• [Material supplied]:

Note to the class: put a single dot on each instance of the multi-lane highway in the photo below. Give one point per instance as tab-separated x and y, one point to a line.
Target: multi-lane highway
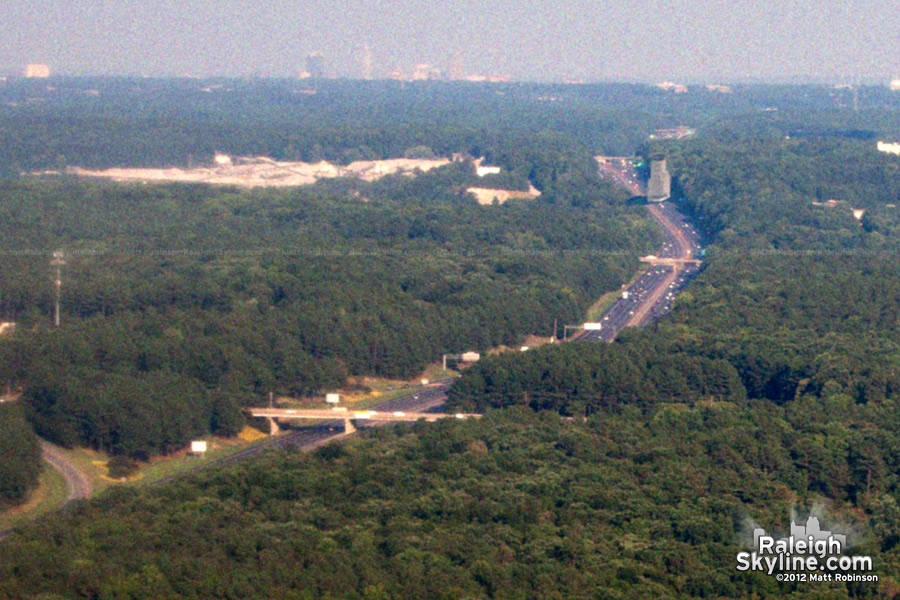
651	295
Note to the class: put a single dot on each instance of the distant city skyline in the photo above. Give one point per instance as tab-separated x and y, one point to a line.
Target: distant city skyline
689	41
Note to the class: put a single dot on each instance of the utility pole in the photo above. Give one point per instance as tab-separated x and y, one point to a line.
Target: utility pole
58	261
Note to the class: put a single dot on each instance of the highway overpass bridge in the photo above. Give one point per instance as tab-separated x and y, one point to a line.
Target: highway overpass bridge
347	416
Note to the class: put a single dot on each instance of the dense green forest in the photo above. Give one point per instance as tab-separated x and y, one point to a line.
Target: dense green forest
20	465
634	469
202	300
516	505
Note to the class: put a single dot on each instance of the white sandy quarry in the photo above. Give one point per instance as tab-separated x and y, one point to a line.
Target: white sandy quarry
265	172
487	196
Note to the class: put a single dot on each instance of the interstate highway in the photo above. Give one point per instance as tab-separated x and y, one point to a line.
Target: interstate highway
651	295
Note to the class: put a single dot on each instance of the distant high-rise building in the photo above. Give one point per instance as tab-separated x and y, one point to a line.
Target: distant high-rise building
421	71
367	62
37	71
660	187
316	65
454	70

...

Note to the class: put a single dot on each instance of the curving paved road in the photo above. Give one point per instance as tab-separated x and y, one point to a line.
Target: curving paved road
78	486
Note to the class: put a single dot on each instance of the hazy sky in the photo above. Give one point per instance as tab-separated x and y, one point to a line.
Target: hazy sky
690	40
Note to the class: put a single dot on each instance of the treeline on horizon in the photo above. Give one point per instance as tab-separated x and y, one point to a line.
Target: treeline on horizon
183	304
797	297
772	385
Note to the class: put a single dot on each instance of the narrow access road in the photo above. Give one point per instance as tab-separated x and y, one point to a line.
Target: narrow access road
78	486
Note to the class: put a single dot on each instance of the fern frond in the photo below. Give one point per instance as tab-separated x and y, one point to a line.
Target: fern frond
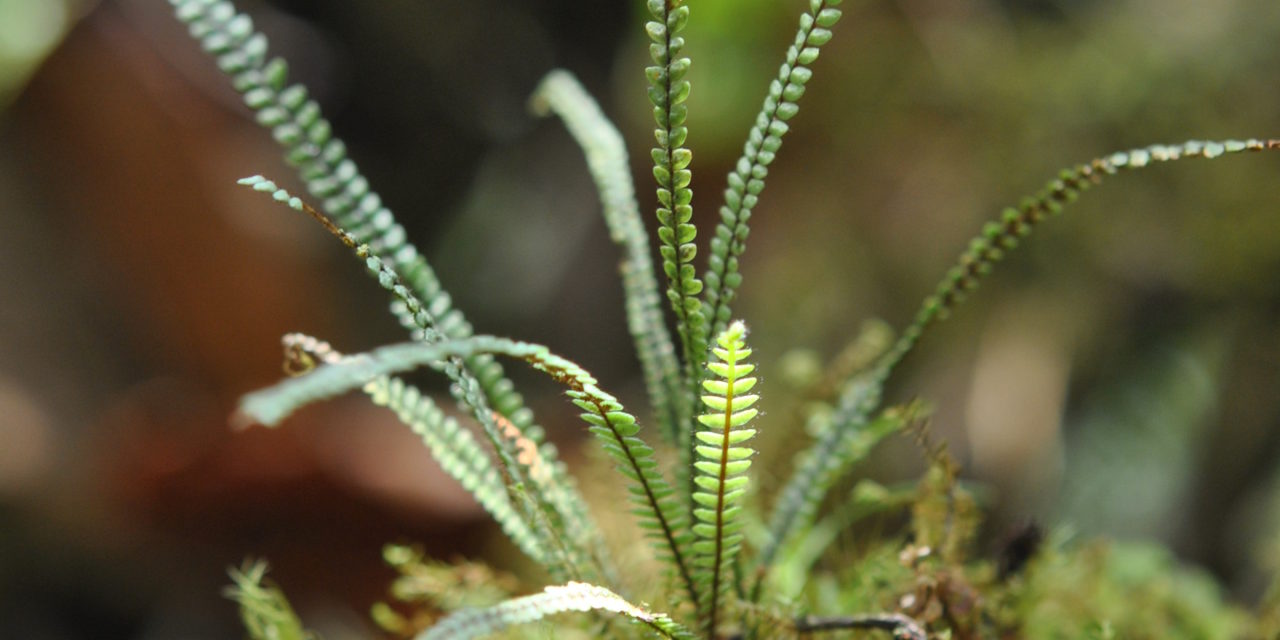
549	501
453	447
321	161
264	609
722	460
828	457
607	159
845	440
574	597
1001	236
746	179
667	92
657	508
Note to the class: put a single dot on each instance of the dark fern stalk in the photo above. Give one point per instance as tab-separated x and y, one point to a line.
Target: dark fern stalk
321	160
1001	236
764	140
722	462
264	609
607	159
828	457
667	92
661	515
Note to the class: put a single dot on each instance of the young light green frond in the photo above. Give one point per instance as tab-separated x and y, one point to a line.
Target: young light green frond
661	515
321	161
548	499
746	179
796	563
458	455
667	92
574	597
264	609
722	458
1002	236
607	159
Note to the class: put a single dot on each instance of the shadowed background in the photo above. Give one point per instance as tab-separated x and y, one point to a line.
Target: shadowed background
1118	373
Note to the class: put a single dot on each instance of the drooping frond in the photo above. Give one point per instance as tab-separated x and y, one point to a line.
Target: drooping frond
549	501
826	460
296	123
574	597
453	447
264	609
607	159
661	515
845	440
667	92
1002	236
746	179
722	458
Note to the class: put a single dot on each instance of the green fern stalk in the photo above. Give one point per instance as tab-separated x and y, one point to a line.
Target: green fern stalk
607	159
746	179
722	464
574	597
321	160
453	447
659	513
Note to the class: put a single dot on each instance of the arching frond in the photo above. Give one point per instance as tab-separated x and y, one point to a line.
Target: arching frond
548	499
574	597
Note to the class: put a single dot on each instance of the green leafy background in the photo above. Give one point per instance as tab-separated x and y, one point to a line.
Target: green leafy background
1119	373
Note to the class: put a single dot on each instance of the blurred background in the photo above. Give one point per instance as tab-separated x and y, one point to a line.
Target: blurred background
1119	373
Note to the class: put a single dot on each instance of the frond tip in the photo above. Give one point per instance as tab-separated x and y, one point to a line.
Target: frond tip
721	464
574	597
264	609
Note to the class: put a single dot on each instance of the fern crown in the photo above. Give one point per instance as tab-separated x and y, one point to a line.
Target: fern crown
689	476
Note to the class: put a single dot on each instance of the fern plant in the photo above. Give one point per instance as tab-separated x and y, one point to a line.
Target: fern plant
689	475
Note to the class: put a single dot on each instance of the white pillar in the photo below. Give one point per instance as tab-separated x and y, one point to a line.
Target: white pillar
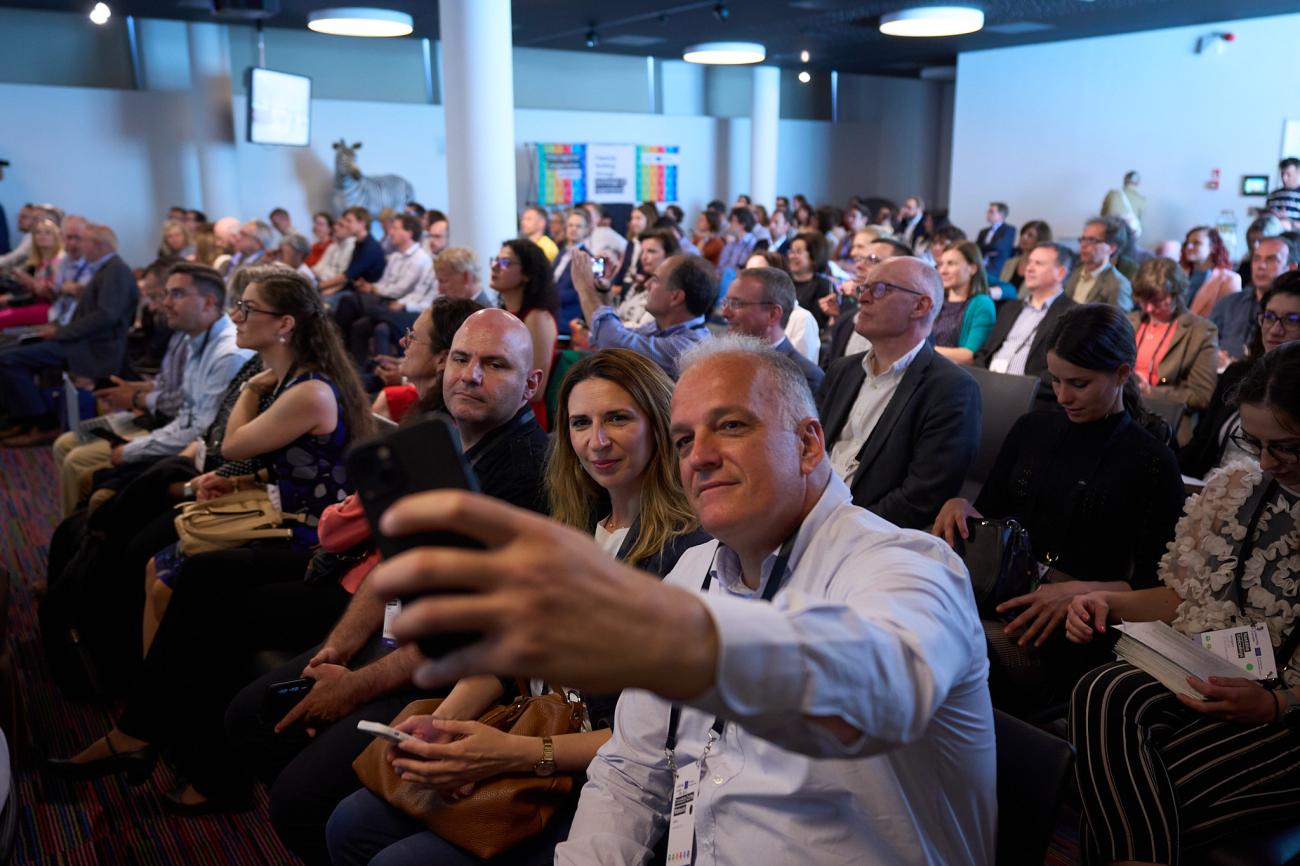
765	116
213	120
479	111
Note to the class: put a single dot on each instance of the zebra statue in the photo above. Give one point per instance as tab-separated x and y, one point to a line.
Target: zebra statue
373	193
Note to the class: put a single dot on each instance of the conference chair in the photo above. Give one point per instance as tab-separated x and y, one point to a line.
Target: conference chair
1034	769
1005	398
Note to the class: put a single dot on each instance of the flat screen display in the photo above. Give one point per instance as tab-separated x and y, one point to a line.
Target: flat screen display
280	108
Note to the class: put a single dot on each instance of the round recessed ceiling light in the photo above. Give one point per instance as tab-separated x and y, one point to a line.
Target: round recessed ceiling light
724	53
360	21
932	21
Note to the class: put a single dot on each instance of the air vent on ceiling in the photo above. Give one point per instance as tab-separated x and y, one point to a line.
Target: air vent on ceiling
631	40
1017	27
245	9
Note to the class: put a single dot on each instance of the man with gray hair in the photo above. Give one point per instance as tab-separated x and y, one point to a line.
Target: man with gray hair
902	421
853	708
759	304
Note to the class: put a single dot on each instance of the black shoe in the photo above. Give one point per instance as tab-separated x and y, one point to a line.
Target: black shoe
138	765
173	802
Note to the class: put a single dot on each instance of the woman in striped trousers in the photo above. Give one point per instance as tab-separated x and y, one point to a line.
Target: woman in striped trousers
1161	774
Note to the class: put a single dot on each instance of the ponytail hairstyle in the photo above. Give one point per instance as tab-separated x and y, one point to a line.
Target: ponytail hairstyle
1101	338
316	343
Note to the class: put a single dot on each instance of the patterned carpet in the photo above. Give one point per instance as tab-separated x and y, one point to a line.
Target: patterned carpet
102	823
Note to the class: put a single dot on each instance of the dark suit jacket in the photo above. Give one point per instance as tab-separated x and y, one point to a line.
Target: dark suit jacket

• [The request]: Give the lines from the one containing "of the woman" through the one containing "Target: dark suit jacket", both included, as a Markdown table with columns n and Line, numbering each row and leaving out blank lines.

• [Complete answer]:
| n | Line |
|---|---|
| 1 | Note to the class: put a single dot on each instance of the woman in striped trousers in the photo above. Give one point per instance as tab-separated x and y, one point to a line. |
| 2 | Target: woman in striped trousers |
| 3 | 1161	774 |
| 4 | Note to the class: put a single dot on each instance of the ponytail hairstyle in the photo above. Give one point per instance as tab-separated x and y, one point to a line. |
| 5 | Target: ponytail hairstyle |
| 6 | 1101	338 |
| 7 | 316	343 |
| 8 | Note to the class: put a single dot on each instance of the patterned carpet in the photo above. Give one point per instance as tab-separated x and y, one point to a line. |
| 9 | Target: patterned carpet |
| 10 | 102	823 |
| 11 | Note to the class: put a single dot on each instance of the dark suit jacket in the photo above. Give one point per instance as tab-separated x and y, one point to a line. |
| 12 | Target: dark suit jacket |